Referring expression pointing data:
***

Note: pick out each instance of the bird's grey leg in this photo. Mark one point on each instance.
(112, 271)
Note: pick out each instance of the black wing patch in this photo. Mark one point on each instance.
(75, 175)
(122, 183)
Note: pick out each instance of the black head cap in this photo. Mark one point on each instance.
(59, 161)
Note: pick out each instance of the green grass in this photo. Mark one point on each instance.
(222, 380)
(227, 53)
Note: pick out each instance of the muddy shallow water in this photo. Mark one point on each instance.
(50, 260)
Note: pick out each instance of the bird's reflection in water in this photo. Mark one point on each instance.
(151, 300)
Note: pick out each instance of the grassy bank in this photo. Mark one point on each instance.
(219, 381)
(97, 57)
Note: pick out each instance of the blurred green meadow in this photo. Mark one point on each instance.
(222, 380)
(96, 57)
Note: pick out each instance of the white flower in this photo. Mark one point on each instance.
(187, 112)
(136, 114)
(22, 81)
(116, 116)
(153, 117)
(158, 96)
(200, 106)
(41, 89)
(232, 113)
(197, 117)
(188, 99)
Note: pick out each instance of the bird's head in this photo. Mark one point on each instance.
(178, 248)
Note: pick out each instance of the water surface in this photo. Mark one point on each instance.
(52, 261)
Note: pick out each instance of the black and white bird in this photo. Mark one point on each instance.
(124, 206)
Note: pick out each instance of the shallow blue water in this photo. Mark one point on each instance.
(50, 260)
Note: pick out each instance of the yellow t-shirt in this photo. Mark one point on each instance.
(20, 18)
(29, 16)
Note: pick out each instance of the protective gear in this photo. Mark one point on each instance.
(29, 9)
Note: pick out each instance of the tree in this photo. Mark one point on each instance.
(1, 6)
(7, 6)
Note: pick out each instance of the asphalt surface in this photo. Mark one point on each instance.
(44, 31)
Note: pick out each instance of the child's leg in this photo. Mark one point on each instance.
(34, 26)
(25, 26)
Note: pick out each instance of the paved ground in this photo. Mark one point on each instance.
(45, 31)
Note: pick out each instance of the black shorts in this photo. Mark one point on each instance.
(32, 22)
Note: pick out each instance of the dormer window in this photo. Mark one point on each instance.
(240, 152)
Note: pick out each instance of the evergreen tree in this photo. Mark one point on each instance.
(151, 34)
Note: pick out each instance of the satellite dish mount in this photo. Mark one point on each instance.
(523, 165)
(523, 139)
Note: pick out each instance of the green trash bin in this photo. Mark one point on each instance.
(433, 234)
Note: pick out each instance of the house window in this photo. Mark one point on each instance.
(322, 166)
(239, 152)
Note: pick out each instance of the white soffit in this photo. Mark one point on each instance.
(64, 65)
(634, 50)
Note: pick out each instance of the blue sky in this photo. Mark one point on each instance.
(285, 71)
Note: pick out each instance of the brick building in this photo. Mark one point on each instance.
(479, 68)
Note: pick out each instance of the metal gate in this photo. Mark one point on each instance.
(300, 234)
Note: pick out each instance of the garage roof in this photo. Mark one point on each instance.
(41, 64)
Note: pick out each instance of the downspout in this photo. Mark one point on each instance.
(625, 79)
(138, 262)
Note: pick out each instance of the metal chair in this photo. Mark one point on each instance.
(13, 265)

***

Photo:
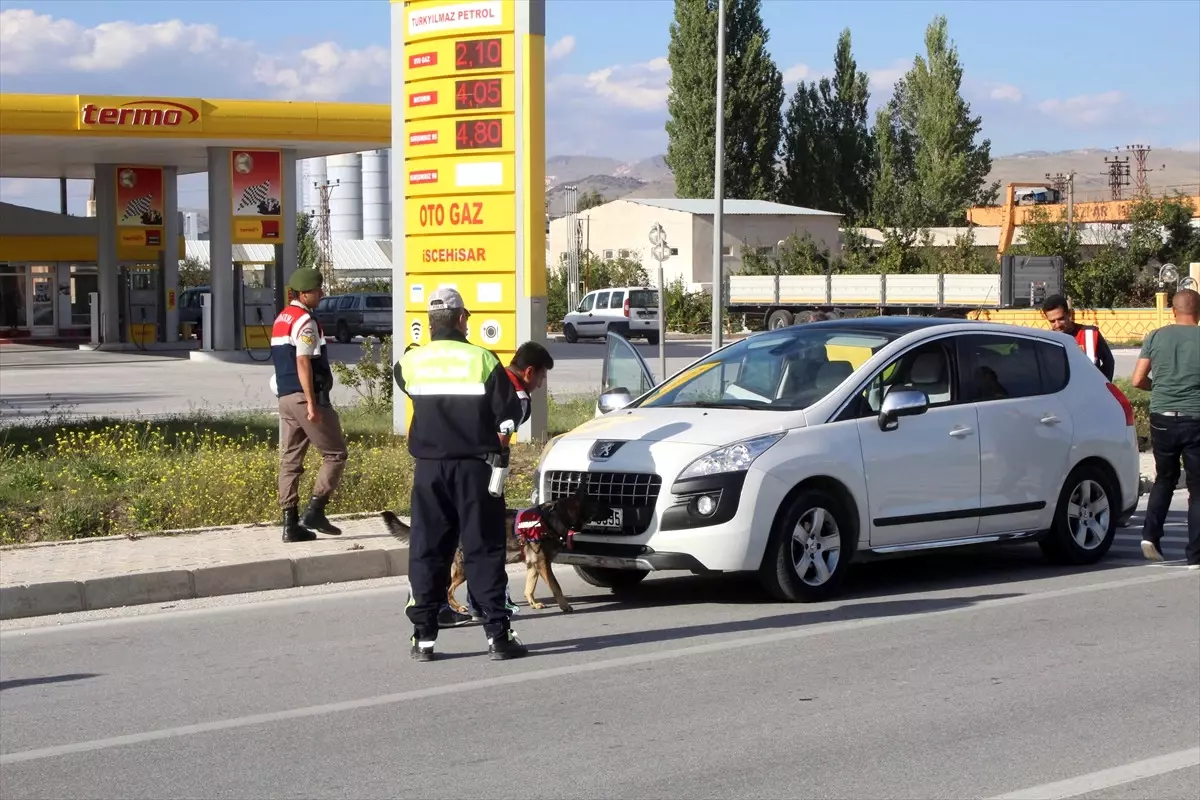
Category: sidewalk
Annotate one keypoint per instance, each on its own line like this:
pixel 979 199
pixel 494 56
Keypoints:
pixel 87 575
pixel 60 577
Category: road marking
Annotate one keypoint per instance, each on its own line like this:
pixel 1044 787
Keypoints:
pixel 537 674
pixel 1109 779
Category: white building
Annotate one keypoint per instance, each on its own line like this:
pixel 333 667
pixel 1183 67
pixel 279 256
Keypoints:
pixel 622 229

***

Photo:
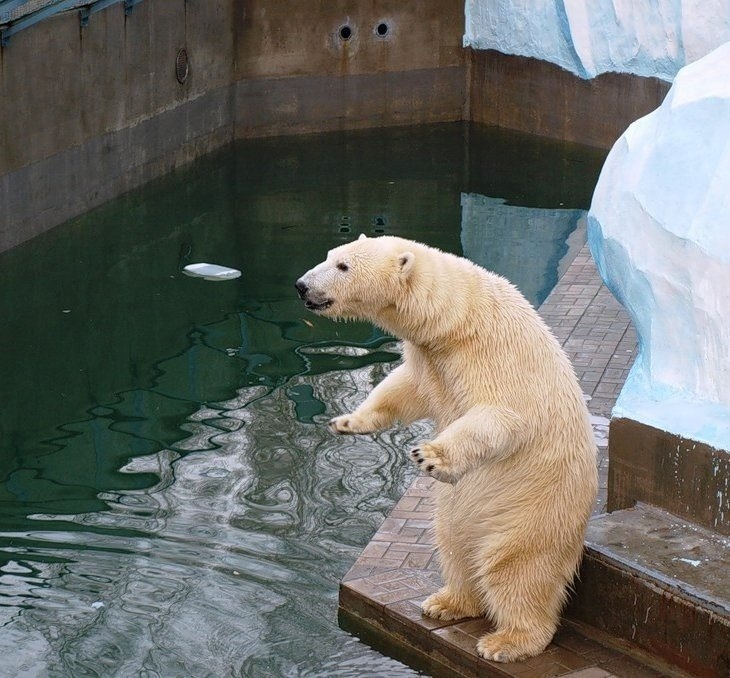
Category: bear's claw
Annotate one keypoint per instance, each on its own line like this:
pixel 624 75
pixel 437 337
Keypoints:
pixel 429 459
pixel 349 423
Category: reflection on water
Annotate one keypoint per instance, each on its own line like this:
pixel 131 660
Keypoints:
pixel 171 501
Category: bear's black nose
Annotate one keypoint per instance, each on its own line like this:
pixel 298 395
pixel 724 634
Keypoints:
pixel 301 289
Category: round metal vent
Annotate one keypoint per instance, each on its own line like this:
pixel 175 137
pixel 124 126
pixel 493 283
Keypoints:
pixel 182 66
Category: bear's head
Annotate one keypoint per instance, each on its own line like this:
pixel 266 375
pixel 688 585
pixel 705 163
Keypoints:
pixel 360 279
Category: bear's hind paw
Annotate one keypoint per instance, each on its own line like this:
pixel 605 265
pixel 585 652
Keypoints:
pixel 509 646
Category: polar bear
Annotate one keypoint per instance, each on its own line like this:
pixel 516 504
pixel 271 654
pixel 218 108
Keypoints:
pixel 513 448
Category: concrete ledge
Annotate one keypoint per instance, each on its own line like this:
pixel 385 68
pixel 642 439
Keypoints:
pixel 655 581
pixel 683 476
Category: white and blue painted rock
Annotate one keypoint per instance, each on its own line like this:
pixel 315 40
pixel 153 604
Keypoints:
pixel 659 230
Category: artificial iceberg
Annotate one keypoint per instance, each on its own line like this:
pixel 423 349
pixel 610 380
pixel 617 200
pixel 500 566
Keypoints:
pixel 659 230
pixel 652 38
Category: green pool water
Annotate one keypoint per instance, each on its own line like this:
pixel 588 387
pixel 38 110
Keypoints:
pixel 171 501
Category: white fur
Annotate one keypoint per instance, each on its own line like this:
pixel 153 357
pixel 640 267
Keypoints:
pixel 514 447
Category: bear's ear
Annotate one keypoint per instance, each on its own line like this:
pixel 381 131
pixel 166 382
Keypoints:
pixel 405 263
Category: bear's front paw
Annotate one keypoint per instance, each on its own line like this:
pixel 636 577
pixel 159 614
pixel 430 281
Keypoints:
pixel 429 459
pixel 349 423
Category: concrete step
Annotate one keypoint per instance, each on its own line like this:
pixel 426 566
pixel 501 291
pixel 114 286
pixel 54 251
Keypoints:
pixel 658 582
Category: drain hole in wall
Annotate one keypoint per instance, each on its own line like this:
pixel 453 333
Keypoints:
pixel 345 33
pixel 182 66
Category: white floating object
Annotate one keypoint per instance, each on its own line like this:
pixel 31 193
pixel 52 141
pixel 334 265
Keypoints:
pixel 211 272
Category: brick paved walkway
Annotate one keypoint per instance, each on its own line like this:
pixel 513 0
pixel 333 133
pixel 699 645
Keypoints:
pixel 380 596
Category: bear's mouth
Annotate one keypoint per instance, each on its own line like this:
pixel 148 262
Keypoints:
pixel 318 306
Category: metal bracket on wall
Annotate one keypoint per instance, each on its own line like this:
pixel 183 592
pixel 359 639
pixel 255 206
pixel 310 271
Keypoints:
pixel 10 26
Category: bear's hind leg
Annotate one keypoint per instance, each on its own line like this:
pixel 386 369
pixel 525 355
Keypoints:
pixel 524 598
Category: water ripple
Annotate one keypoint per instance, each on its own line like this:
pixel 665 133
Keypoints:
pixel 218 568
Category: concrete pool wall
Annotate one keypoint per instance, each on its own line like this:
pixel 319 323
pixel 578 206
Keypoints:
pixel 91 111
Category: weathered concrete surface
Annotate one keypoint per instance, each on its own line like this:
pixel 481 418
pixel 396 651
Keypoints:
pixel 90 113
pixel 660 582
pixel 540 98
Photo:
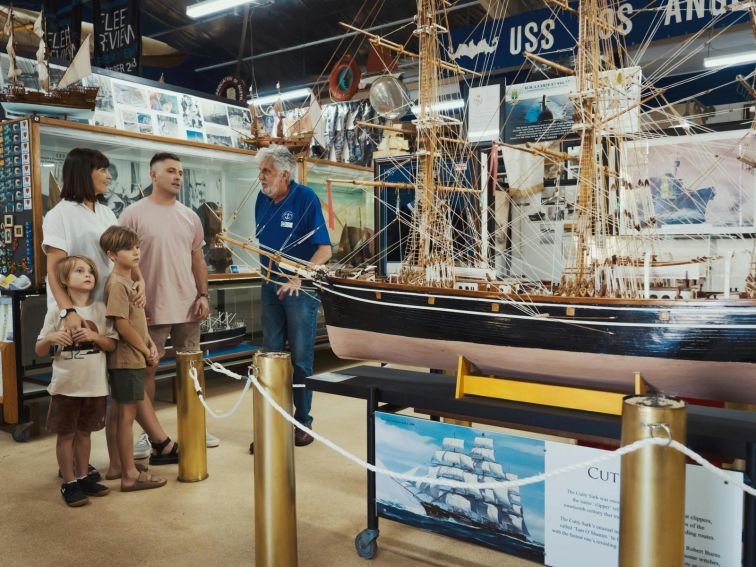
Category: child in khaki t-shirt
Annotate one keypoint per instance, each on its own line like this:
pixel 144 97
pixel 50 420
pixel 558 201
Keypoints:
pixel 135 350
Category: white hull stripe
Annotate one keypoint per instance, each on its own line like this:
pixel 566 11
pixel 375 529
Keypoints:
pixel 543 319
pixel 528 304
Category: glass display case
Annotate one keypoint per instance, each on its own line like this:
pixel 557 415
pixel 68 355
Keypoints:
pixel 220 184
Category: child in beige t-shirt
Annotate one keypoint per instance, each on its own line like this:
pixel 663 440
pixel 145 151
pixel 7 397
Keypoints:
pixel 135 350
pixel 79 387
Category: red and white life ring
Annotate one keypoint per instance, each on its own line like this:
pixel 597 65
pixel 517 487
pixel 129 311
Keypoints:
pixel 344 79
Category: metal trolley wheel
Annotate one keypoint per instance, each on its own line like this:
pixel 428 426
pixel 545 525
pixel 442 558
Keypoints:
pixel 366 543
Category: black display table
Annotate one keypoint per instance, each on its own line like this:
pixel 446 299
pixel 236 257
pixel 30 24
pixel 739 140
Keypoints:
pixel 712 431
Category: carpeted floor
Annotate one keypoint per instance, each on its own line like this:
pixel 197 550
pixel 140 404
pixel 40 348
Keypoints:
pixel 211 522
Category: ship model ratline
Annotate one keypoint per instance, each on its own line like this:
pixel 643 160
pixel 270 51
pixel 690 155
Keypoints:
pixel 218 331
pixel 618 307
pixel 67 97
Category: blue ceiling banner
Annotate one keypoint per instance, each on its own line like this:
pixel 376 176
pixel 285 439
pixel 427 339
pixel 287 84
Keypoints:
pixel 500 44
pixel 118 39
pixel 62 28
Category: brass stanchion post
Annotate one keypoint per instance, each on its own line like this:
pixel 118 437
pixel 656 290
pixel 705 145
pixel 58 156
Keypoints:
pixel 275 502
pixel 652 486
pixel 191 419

***

- _YOUR INSTRUCTIONS_
Show every line from the entries above in which "wall" appears.

- _OUTPUT FOR THIS TASK_
Category: drain hole in wall
Category: metal bracket on wall
Category: concrete pool wall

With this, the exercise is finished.